***** Entries supplied
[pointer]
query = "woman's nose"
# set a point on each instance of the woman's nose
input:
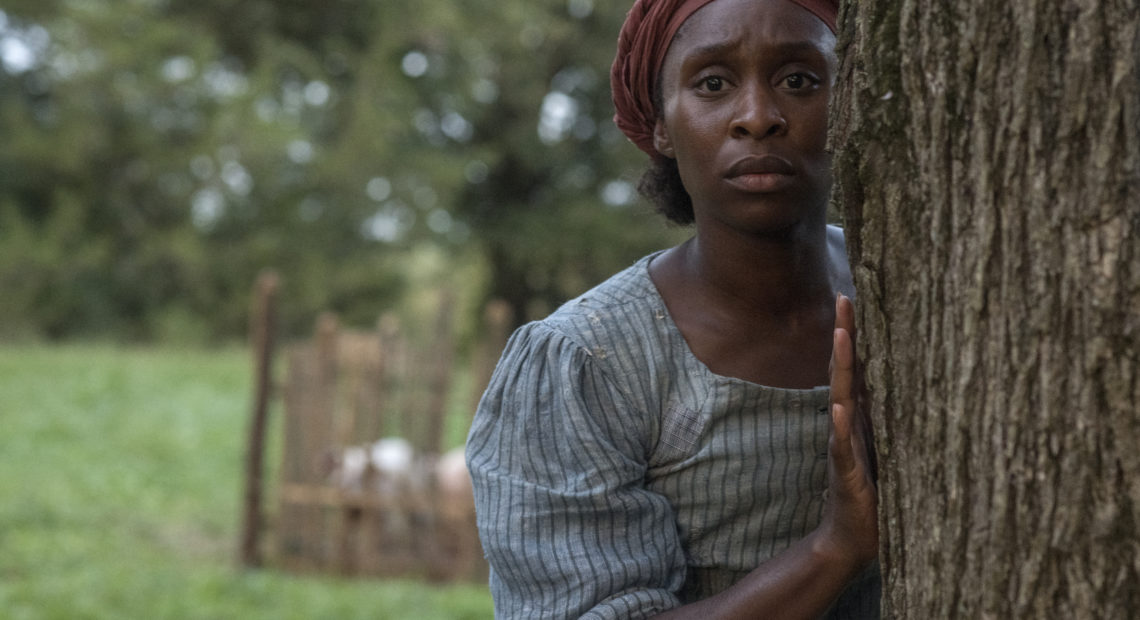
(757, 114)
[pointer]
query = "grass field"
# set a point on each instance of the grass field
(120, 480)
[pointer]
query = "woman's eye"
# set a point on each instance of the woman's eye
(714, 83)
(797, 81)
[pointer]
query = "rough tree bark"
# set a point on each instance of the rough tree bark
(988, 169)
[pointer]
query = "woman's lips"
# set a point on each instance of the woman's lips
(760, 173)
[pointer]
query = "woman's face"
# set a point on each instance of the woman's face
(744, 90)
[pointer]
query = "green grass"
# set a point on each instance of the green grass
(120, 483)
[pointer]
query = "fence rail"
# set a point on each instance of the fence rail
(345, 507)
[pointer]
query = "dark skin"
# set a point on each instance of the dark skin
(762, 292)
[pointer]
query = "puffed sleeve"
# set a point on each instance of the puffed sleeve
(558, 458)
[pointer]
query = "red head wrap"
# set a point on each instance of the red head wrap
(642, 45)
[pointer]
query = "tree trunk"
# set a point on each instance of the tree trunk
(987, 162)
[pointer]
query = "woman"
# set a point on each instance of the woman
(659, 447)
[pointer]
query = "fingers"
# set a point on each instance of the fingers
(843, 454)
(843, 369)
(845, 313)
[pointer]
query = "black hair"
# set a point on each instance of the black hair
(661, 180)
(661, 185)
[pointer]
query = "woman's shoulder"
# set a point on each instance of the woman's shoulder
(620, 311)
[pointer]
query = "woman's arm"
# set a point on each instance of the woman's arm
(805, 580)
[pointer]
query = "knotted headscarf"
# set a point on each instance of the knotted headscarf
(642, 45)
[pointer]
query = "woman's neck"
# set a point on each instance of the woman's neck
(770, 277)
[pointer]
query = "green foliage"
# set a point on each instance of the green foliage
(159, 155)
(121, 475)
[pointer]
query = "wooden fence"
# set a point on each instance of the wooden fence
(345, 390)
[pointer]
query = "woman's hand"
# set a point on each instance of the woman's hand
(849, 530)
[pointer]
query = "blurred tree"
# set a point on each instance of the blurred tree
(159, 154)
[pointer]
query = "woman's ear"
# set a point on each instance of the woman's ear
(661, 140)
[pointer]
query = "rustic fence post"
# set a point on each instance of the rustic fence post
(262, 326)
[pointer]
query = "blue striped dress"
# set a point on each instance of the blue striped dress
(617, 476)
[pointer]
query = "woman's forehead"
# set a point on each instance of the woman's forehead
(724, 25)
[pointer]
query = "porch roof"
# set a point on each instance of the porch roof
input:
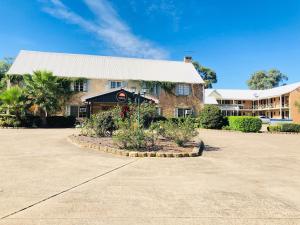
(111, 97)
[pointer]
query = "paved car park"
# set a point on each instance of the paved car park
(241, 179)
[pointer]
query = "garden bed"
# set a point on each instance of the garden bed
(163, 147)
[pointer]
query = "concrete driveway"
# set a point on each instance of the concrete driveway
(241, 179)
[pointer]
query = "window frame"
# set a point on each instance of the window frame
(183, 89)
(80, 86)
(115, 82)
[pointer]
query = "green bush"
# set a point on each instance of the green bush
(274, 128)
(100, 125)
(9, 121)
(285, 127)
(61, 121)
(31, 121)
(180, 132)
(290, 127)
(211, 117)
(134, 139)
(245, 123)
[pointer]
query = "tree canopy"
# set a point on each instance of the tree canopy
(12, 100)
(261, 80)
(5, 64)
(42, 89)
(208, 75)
**********
Reproduce the data exactly, please, and omit its pictures.

[pointer]
query = "woman's nose"
# set a point on each instance of the woman's nose
input:
(757, 114)
[pointer]
query = "grass field"
# set a point on each instance of the grass field
(120, 480)
[pointer]
query = "woman's eye"
# set a point on each instance of the woman's eye
(714, 83)
(797, 81)
[pointer]
query = "rough tree bark"
# set a point on each instance of the rough tree bark
(988, 169)
[pointer]
query = "woman's lips"
# set a point on each instance of the woman's lips
(760, 173)
[pointer]
query = "woman's face"
# set a point on each instance of the woman's face
(744, 90)
[pointer]
query = "green grass"
# set a point on each instance of the green grass
(120, 483)
[pointer]
query = "fence rail"
# set a point on each instance of the fence rail
(345, 507)
[pointer]
query = "dark skin"
# set a point on each instance of the dark skin
(762, 292)
[pointer]
query = "puffed sleeve"
# set a point on each instance of the puffed sleeve
(558, 458)
[pointer]
query = "red head wrap"
# set a point on each instance of the red head wrap
(642, 45)
[pointer]
query = "tree trunk"
# set a point on each instance of the tree trunk
(987, 162)
[pointer]
query = "woman"
# set a point on each instance of the woman
(659, 447)
[pointer]
query = "fingers"
# set a point on each instance of the fingers
(843, 454)
(843, 369)
(845, 313)
[pointer]
query = "black hair"
# set a point on each instance of the black hair
(661, 180)
(661, 185)
[pointer]
query = "woman's shoulder"
# set a point on each instance of the woman's shoulder
(620, 311)
[pointer]
query = "woman's arm"
# set a point on each instance of the woman's arm
(805, 580)
[pointer]
query = "knotted headscarf"
# set a point on each instance of the knotted headscarf
(642, 45)
[pointer]
query = "woman's neck"
# set a point on each instance of the woman's neck
(770, 277)
[pointer]
query = "green foliage"
# set a point on each instance of the green foliage
(159, 155)
(121, 475)
[pointer]
query = "wooden fence"
# set a point on each instance of the wooden fence
(345, 390)
[pointer]
query = "woman's hand"
# set a point on each instance of the woman's hand
(849, 530)
[pointer]
query = "blurred tree"
# set a point on each instance of the blurred tree
(159, 154)
[pointer]
query = "woman's ear"
# set a point on each instance of the woman's ear
(661, 140)
[pointer]
query = "rustic fence post"
# set a point on each instance of the rustic fence post
(262, 326)
[pointer]
query = "blue striped dress"
# set a point on each instance of the blue striped dress
(617, 476)
[pointer]
query = "woman's forehead"
# set a point on each instance of the woman's forehead
(724, 25)
[pointer]
query = "porch roof"
# set a point on each instance of the porch roof
input:
(111, 97)
[pointer]
query = "paved car park"
# set a point on each instance of the paved car park
(241, 179)
[pointer]
query = "garden bed"
# set a point on each instance of the garden bed
(163, 147)
[pointer]
query = "concrete driveway"
# set a point on each instance of the concrete driveway
(241, 179)
[pointer]
query = "window frame"
# set a point on each instance of the window frame
(183, 89)
(80, 86)
(115, 82)
[pointer]
query = "green bush"
# set a point on each instance of the green bush
(274, 128)
(100, 125)
(9, 121)
(285, 127)
(61, 121)
(31, 121)
(180, 132)
(290, 127)
(211, 117)
(134, 139)
(245, 123)
[pointer]
query = "tree canopy"
# set a point on each instance of the tree canopy
(12, 100)
(261, 80)
(5, 64)
(42, 89)
(208, 75)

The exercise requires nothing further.